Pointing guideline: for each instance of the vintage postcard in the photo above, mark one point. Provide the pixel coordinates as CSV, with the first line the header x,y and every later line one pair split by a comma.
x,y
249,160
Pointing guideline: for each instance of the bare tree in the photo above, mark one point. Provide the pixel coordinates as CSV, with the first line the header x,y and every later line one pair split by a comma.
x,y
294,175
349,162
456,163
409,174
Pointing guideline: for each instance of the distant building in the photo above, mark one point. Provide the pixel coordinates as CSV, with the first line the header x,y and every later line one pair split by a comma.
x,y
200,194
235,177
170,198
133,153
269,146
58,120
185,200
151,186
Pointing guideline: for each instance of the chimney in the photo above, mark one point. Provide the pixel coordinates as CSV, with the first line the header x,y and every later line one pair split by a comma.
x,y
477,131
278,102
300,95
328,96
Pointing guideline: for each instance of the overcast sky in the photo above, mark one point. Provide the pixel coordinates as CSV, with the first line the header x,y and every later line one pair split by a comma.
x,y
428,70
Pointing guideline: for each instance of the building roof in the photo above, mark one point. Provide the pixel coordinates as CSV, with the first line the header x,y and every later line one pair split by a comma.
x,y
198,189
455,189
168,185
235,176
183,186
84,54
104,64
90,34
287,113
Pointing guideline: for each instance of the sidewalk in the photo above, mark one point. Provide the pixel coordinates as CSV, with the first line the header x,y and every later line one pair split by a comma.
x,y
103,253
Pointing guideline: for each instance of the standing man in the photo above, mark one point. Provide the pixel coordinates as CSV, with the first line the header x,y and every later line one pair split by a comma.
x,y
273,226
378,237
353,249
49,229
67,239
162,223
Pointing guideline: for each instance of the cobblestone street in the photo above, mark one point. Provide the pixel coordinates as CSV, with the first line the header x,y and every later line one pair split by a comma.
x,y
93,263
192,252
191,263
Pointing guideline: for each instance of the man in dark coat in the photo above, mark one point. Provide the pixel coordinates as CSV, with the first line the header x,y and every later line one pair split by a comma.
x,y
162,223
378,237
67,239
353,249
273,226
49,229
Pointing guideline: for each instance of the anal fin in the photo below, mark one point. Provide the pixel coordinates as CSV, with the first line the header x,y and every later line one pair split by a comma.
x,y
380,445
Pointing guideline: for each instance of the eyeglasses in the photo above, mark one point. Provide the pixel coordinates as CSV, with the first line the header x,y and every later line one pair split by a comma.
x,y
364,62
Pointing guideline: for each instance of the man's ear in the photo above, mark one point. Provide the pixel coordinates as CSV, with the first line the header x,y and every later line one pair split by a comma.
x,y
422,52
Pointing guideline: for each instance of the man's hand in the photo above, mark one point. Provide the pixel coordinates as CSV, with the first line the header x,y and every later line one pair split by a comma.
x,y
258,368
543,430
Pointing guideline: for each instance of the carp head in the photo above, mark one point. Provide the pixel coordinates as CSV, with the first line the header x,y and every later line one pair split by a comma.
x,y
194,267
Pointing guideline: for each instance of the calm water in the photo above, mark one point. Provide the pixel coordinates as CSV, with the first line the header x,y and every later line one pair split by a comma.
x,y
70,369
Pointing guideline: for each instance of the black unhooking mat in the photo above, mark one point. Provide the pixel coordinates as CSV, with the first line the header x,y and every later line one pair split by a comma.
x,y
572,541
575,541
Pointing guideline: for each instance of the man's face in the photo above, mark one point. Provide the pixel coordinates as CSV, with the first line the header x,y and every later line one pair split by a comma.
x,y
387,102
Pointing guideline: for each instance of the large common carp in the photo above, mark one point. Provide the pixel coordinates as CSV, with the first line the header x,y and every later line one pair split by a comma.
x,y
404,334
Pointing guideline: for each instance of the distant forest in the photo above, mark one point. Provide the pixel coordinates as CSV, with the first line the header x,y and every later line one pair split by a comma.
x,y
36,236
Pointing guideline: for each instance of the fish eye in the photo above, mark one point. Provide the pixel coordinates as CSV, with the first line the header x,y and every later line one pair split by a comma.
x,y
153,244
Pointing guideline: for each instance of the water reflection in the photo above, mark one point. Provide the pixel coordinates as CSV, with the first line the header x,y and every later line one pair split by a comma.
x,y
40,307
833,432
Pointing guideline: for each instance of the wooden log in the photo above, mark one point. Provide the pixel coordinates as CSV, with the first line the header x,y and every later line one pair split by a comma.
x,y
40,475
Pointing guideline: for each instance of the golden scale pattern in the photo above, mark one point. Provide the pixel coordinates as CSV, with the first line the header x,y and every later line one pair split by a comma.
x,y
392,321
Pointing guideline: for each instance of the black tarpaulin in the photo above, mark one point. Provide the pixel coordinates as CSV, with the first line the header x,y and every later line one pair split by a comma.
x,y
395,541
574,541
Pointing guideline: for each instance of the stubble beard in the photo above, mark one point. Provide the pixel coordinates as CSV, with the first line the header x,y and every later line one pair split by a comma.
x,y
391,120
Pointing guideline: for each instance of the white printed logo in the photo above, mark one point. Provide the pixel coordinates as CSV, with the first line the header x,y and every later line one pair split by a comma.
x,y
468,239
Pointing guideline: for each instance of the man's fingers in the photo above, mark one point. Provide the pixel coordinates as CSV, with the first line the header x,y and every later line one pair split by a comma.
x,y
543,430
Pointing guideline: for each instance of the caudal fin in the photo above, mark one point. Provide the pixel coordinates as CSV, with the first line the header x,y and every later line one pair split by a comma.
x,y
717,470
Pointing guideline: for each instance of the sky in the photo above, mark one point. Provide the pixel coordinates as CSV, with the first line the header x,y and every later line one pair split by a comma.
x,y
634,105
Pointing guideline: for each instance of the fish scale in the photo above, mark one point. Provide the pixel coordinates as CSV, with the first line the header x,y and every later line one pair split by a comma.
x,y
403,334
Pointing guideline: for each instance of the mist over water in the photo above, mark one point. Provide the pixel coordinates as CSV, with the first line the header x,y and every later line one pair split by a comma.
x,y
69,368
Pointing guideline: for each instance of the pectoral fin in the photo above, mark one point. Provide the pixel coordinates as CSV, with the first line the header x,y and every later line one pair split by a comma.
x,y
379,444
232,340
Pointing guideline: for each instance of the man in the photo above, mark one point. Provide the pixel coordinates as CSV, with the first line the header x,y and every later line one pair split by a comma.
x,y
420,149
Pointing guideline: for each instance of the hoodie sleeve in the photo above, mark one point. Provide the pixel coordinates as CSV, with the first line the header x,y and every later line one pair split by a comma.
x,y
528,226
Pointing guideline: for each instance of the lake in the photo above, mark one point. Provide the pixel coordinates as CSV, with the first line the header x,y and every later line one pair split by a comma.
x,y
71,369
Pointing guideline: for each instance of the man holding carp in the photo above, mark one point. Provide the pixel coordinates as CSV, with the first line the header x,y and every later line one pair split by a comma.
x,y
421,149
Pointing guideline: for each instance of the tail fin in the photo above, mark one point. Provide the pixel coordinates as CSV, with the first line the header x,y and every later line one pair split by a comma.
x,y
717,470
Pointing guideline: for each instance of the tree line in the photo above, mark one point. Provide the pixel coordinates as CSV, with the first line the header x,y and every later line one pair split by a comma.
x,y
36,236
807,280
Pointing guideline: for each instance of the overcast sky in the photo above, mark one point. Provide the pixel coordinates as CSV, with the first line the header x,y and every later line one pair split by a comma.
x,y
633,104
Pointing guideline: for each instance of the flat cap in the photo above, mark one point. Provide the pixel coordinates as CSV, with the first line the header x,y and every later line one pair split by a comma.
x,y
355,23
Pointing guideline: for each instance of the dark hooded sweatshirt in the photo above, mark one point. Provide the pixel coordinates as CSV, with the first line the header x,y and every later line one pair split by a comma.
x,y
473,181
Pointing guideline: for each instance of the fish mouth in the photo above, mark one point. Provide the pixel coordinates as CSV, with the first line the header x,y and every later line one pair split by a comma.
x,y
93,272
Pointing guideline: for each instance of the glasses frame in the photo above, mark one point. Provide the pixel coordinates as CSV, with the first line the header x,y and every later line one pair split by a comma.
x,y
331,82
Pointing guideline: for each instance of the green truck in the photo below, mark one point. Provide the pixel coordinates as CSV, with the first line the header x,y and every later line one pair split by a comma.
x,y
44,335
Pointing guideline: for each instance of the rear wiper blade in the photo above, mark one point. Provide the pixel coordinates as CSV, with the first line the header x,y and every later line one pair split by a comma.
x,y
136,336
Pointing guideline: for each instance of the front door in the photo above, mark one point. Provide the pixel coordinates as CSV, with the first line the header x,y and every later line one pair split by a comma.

◆ ◆ ◆ ◆ ◆

INSTRUCTIONS FOR THE TASK:
Return, word for word, each line from the line that contains "Pointing guideline: for each instance of the rear" to the end of the listing above; include both end lines and nothing else.

TASK OUTPUT:
Pointing guideline: for each instance of the rear wiper blade in the photo above, mark one point. Provide the pixel coordinates as CSV, with the first line the header x,y and every later line one pair split by a comma.
x,y
136,336
Pointing guideline: for each instance of the front door in the photo above, mark one point. Provide the pixel coordinates as CSV, with the first line the header x,y and every later line one pair split by a comma.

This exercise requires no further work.